** Text excerpt **
By Kate Griesmann, development and communications assistant, Museum of Natural and Cultural History
EUGENE, Ore. (Feb. 18, 2009) — Greg Retallack picked up his first fossil as a 6-year-old boy on vacation at a beach in Coledale, Australia. The fossil was nothing special – a clam shell in beach rock – but it sparked a lifelong passion for collecting and recording fossils from around the world.
For 51 years, Retallack, a University of Oregon geology professor, has expanded his collection. He recently donated most of it to the UO's Museum of Natural and Cultural History.
Retallack's collection exceeds 9,000 items, stretching back through eons of time. His donated pieces will be added to the Condon Collection, which is part of the museum's paleontological holdings. In addition to a wide variety of fossils and rocks, the Condon Collection includes the personal holdings of Thomas Condon, the UO's first geology professor, which were obtained soon after Condon's death in 1907.

** Records shown **

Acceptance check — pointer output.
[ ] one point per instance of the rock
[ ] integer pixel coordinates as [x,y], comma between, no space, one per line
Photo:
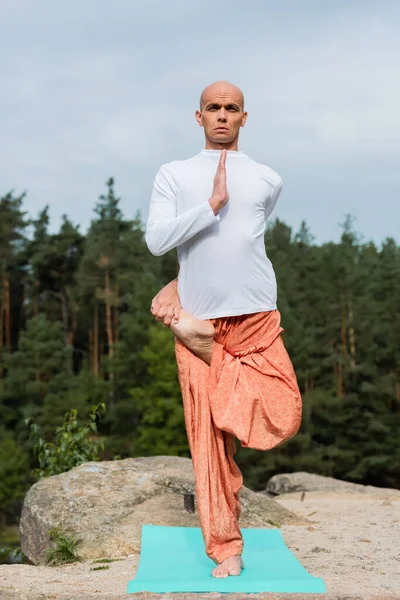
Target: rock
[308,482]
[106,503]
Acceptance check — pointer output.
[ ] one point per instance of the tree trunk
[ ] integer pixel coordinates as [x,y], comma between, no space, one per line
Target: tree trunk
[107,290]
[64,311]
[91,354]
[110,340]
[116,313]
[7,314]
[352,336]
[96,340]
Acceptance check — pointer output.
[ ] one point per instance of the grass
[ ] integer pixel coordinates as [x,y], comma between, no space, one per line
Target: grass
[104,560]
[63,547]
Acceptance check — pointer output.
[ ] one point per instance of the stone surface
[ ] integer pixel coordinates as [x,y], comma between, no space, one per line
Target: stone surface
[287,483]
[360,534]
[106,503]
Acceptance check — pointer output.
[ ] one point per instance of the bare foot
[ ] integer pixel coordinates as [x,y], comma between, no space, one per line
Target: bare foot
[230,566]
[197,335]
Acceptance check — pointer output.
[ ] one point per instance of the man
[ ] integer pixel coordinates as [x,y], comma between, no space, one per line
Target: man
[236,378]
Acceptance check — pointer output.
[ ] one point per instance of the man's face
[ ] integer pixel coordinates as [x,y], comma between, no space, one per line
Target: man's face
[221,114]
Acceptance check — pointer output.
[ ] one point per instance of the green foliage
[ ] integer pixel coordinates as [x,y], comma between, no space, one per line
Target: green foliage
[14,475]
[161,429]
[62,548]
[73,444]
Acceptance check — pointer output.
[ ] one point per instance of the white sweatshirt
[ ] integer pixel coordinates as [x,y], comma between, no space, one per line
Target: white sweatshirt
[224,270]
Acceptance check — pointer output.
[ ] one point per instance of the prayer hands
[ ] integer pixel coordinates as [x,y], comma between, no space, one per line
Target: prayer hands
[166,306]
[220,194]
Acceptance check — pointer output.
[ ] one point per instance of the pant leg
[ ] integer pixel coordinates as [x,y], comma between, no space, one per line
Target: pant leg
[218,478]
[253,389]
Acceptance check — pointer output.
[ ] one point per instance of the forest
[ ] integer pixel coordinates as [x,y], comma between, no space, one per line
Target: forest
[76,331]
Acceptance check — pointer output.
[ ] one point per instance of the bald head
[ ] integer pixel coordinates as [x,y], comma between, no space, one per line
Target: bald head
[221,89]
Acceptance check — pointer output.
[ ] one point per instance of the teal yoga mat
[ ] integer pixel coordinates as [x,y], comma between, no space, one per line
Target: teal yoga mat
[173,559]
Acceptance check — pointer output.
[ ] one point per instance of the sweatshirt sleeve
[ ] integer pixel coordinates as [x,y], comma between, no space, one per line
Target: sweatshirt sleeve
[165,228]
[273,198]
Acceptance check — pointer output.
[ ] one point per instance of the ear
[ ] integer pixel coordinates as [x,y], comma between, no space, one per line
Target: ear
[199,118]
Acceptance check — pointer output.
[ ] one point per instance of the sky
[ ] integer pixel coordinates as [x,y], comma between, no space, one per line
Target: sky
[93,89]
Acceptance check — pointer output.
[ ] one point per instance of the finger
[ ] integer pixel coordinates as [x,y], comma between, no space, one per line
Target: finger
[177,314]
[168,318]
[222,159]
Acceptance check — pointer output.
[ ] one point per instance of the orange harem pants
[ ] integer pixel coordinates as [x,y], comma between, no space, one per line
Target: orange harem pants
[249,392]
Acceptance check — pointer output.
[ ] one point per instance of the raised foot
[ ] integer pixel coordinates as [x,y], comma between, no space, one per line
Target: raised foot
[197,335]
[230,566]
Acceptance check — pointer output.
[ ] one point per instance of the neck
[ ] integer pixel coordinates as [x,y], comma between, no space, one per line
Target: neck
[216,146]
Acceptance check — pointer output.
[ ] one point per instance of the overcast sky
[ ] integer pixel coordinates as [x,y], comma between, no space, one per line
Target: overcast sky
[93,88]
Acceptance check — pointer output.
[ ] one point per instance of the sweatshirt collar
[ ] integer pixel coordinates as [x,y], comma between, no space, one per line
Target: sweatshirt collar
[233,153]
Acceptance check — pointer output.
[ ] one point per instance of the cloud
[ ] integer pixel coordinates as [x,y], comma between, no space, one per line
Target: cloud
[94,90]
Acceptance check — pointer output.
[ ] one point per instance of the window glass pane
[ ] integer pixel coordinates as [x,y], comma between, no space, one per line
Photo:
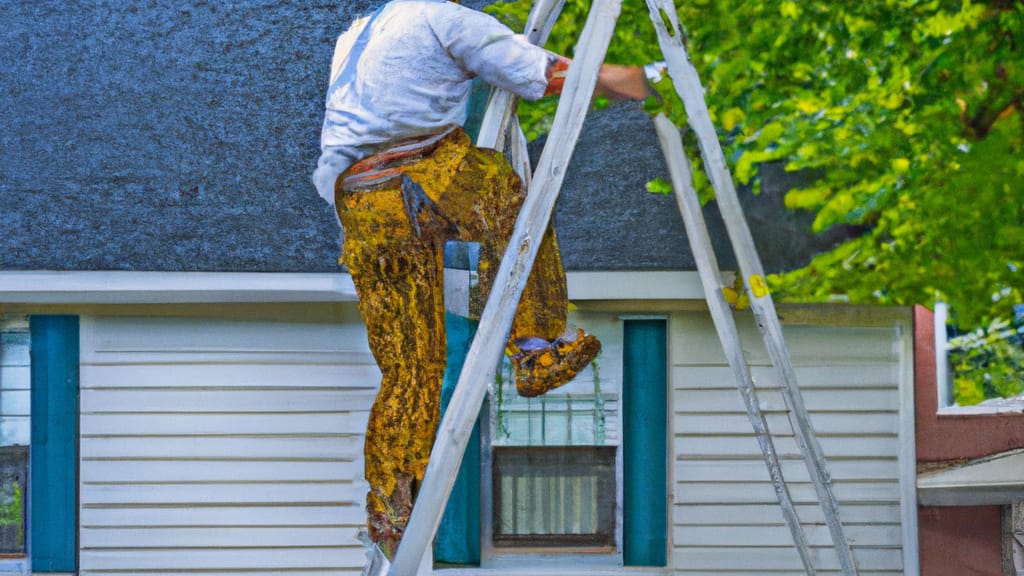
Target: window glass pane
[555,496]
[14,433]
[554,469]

** What is expected **
Transcribe the passage of the fossil collection article between "By Kate Griesmann, development" and "and Cultural History.", inclusive.

** Completed task **
By Kate Griesmann, development and communications assistant, Museum of Natural and Cultural History
EUGENE, Ore. (Feb. 18, 2009) — Greg Retallack picked up his first fossil as a 6-year-old boy on vacation at a beach in Coledale, Australia. The fossil was nothing special – a clam shell in beach rock – but it sparked a lifelong passion for collecting and recording fossils from around the world.
For 51 years, Retallack, a University of Oregon geology professor, has expanded his collection. He recently donated most of it to the UO's Museum of Natural and Cultural History.